Supplied text —
((
Team Headed by Dr. Lenka Halámková Designs Implantable Biofuel Cells Operating In Vivo
Dr. Lenka Halámková
Suggesting the use of implantable biofuel cells for sustainable micro-power sources operating in living organisms is still considered exotic. Also it is very challenging to design bioelectronic systems. So far, very few examples of abiotic and enzyme-based biofuel cells operating in animals (in vivo) have been reported. Also implantation of biocatalytic electrodes and extraction of electrical power from small living creatures is even more difficult and has not yet been achieved. A research team headed by Dr. Lenka Halámková (at Clarkson University) developed the very first fully implanted biofuel cell continuously operating in a snail and producing electrical power over a long period of time using physiologically produced glucose as a fuel. The "electrified" snail, being a biotechnological living "device," was able to regenerate glucose consumed by biocatalytic electrodes. After appropriate feeding and relaxing, the snail produced a new "portion" of electrical energy. This snail (with the implanted biofuel cell) will be able to operate in a natural environment producing sustainable electrical micro-power for activating various bioelectronic devices. The newly developed, implantable biofuel cell will find important environmental, homeland security, and military applications. This research is being performed under the general supervision of Professor Evgeny Katz as part of a CAMP program at Clarkson University.
Photo of a snail with implanted biocatalytic electrodes connected with crocodile clips to the external circuitry (close view).
))
Data for review —
((
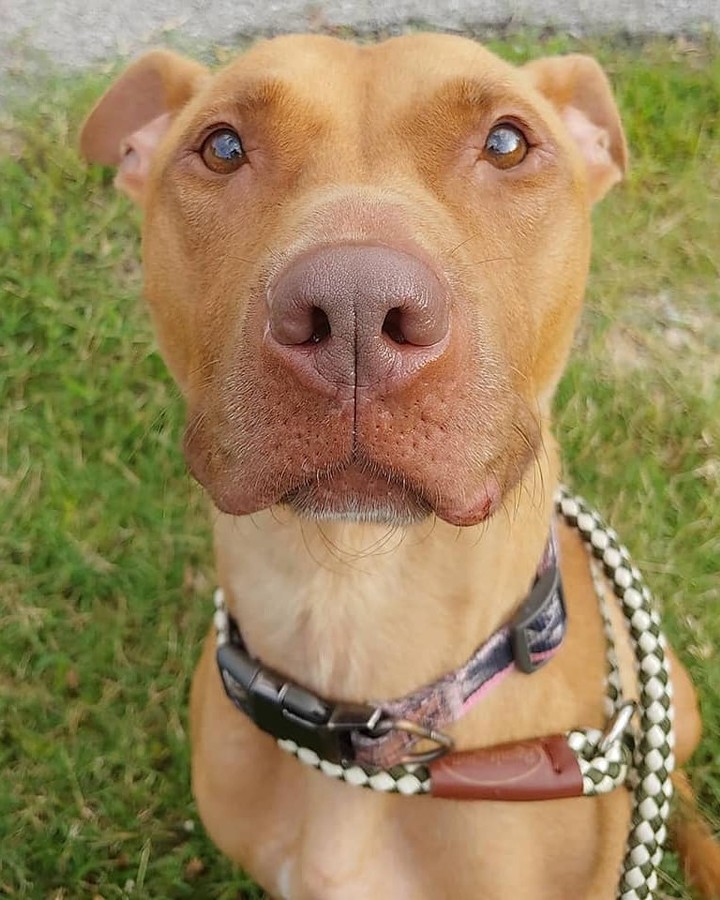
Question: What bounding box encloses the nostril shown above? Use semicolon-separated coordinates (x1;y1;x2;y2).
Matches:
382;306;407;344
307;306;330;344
))
((
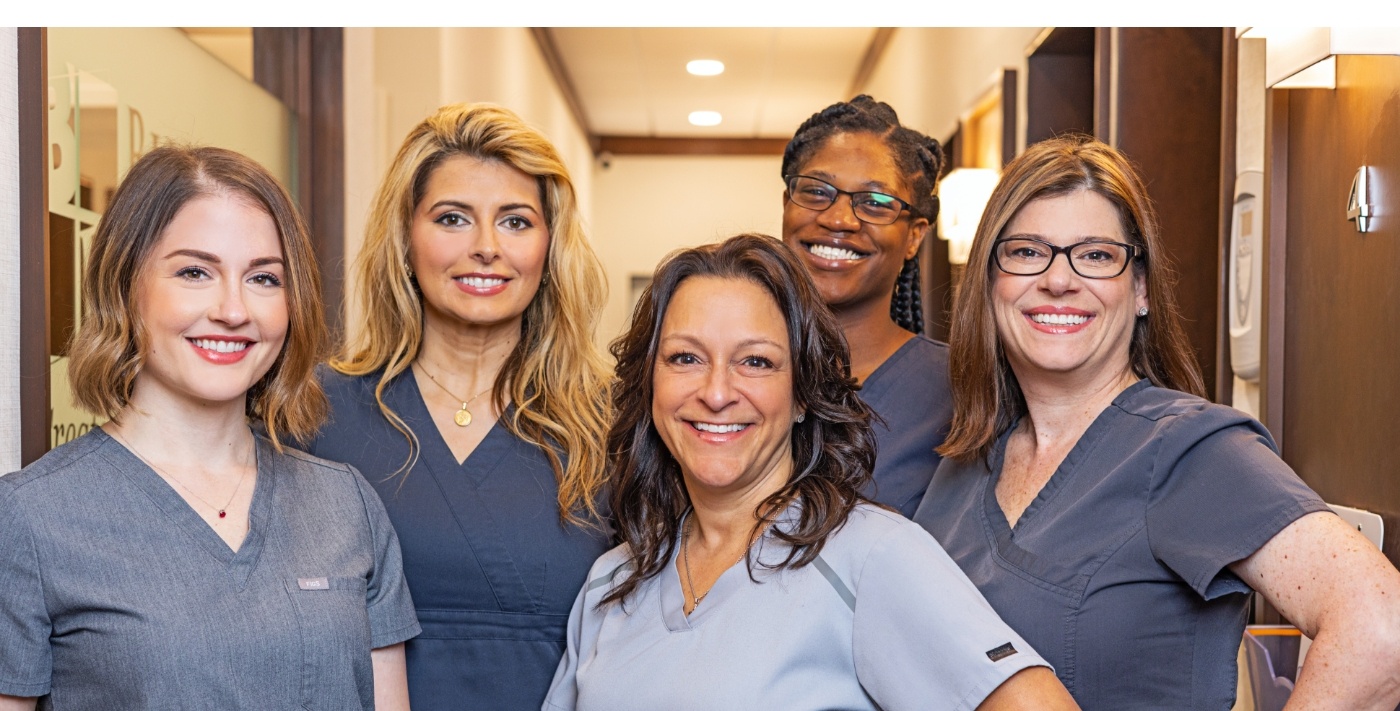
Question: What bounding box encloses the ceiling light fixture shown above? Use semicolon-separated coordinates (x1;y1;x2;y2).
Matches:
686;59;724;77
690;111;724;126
))
Work task 1 — For the biofuel cell text, say whether each statement agrees with it: (a) the snail's implanted cell ran on glucose the snail produced itself; (b) before this team's work, power had already been taken from small living creatures through implanted biocatalytic electrodes; (c) Dr. Lenka Halámková provides the general supervision of the research. Answer yes or no for each and quote the deciding words.
Work task 2 — Turn the paragraph of the biofuel cell text that begins "Suggesting the use of implantable biofuel cells" into a list that keeps its main facts.

Worked solution 1 —
(a) Yes: "using physiologically produced glucose as a fuel"
(b) No: "implantation of biocatalytic electrodes and extraction of electrical power from small living creatures is even more difficult and has not yet been achieved"
(c) No: "This research is being performed under the general supervision of Professor Evgeny Katz"

Worked solution 2 —
- Implantable biofuel cells as sustainable micro-power sources in living organisms are still considered exotic, and bioelectronic systems are very challenging to design.
- Very few abiotic or enzyme-based biofuel cells operating in animals (in vivo) have been reported.
- Implanting biocatalytic electrodes in small living creatures and extracting power from them is even harder and had not been achieved.
- A team headed by Dr. Lenka Halámková at Clarkson University developed the first fully implanted biofuel cell. It ran continuously in a snail and produced power over a long period, using physiologically produced glucose as fuel.
- The snail regenerated the glucose consumed by the electrodes and, after feeding and relaxing, produced a new "portion" of electrical energy.
- The snail will be able to operate in a natural environment, producing micro-power for various bioelectronic devices.
- The cell will find environmental, homeland security, and military applications.
- The research is under the general supervision of Professor Evgeny Katz, as part of a CAMP program at Clarkson University.